The BBNG uses the TPS61030 boost IC. Here is a description from the datasheet for the IC's startup procedure:
"When the device enables the internal start-up cycle starts with the first step, the precharge phase. During precharge, the rectifying switch is turned on until the output capacitor is charged to a value close to the input voltage. The rectifying switch current is limited in that phase. This also limits the output current under short-circuit conditions at the output. After charging the output capacitor to the input voltage the device starts switching. Until the output voltage is reached, the boost switch current limit is set to 40% of its nominal value to avoid high peakcurrents at the battery during startup. When the output voltage is reached, the regulator takes control and the switch current limit is set back to 100%."
The IC spec also states 4A typical switch current limit. The startup current limit, as stated above, is 40% of the switch current limit, or 1.6A.
In my Vf measures in a previous post, I measured 3.37V for an SSC P4 driven by an SOB1000 driver (for both 2xLi-ion and 4x123A battery sources), and 3.27V for the SSC P4 driven by a BBNG1000 driver (2xAA Eneloop battery source).

• **Data**:
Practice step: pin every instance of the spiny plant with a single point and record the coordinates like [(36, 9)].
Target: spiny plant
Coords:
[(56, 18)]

• **What is asked**:
a - Write out the part of the TPS61030 post that begins at the words "The IC spec" and stops after "Eneloop battery source).".
b - In the TPS61030 post, what is the startup current limit?

• **Results of the tasks**:
a -
The IC spec also states 4A typical switch current limit. The startup current limit, as stated above, is 40% of the switch current limit, or 1.6A.
In my Vf measures in a previous post, I measured 3.37V for an SSC P4 driven by an SOB1000 driver (for both 2xLi-ion and 4x123A battery sources), and 3.27V for the SSC P4 driven by a BBNG1000 driver (2xAA Eneloop battery source).

b - 1.6A, which is 40% of the 4A typical switch current limit.